◆ Do this: Rewrite the rows below, switching "corners" to "vertices" everywhere it occurs and leaving every other word as it is.
## BEGIN Data supplied
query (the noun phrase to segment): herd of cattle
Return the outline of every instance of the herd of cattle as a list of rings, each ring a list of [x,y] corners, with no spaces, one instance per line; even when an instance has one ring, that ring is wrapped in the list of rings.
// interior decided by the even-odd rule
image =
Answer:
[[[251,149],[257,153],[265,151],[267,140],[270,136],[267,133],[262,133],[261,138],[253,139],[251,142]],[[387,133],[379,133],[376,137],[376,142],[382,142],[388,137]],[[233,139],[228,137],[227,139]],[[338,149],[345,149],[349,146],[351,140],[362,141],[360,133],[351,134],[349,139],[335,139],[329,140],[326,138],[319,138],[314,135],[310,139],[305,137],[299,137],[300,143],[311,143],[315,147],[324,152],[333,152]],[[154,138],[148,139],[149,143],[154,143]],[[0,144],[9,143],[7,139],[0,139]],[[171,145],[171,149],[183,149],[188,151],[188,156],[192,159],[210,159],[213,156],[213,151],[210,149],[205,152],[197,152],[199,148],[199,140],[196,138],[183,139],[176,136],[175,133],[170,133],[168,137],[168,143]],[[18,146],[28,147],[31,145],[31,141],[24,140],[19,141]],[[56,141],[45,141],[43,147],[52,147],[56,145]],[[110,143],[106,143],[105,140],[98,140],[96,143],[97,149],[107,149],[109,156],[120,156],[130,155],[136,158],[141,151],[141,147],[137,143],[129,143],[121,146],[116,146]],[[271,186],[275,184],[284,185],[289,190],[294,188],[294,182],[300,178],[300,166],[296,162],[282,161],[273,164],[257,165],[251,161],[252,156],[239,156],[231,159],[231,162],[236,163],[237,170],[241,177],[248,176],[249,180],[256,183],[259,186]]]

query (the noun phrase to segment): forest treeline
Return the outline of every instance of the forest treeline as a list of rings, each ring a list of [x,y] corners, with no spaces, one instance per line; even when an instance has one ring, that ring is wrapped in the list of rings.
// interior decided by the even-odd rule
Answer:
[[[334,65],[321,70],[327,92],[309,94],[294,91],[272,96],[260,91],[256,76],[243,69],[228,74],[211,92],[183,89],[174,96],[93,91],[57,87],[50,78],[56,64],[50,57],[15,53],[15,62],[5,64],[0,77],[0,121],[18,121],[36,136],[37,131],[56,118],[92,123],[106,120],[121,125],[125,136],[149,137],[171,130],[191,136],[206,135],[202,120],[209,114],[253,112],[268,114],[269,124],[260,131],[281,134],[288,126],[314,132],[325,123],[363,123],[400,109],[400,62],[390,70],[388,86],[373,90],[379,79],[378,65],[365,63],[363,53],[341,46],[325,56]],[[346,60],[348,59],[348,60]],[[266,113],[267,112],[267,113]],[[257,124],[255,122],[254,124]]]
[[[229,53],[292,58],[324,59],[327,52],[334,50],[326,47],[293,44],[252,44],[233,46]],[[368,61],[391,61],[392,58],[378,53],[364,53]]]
## END Data supplied
◆ Final answer:
query (the noun phrase to segment): herd of cattle
Return the outline of every instance of the herd of cattle as a list of rings, each ring a list of [x,y] vertices, with no spaces, one instance per line; even when an instance has one ring, that ring is wrapped in the list of rings.
// interior decided by the even-odd rule
image =
Answer:
[[[251,149],[257,153],[265,151],[267,140],[270,136],[267,133],[262,133],[261,138],[253,139],[251,142]],[[387,133],[379,133],[376,137],[376,142],[382,142],[388,137]],[[233,139],[228,137],[227,139]],[[338,149],[345,149],[349,146],[351,140],[362,141],[360,133],[351,134],[349,139],[335,139],[329,140],[326,138],[319,138],[314,135],[310,139],[305,137],[299,137],[300,143],[311,143],[315,147],[324,152],[333,152]],[[154,138],[148,139],[149,143],[154,143]],[[0,144],[9,143],[7,139],[0,139]],[[171,145],[171,149],[183,149],[188,151],[188,156],[192,159],[210,159],[213,156],[213,151],[210,149],[205,152],[197,152],[199,148],[199,140],[196,138],[183,139],[176,136],[175,133],[170,133],[168,137],[168,143]],[[18,146],[28,147],[31,145],[31,141],[24,140],[19,141]],[[56,141],[45,141],[43,147],[52,147],[56,145]],[[110,143],[106,143],[105,140],[98,140],[96,143],[97,149],[107,149],[109,156],[120,156],[130,155],[136,158],[141,151],[141,147],[137,143],[129,143],[121,146],[116,146]],[[271,186],[275,184],[284,185],[289,190],[294,188],[294,182],[300,178],[300,166],[296,162],[282,161],[273,164],[257,165],[251,161],[252,156],[239,156],[231,159],[231,162],[236,163],[237,170],[241,177],[248,176],[249,180],[256,183],[259,186]]]

query (the noun phrase to segment): forest treeline
Return the outline of every instance of the forest treeline as a list of rings, each ring a list of [x,y] vertices, with no spaces, one instance per line; even when an instance has one ring, that ring is wrapped in the list of rings.
// interior decided by the even-odd rule
Answer:
[[[334,65],[321,70],[327,92],[309,94],[294,91],[272,96],[260,91],[256,76],[243,69],[228,74],[211,92],[183,89],[174,96],[93,91],[57,87],[50,78],[56,64],[50,57],[15,53],[15,62],[5,64],[0,77],[0,121],[18,121],[36,136],[37,131],[56,118],[92,123],[106,120],[121,125],[125,136],[149,137],[171,130],[191,136],[206,135],[202,120],[209,114],[253,112],[268,114],[269,124],[260,131],[281,134],[288,126],[314,132],[325,123],[363,123],[400,109],[400,62],[390,70],[388,86],[373,90],[379,79],[378,65],[365,63],[363,53],[341,46],[325,56]],[[346,60],[348,59],[348,60]],[[266,113],[267,112],[267,113]],[[257,124],[255,122],[254,124]]]
[[[229,53],[292,58],[324,59],[327,52],[334,50],[326,47],[293,44],[252,44],[233,46]],[[368,61],[391,61],[392,58],[378,53],[364,53]]]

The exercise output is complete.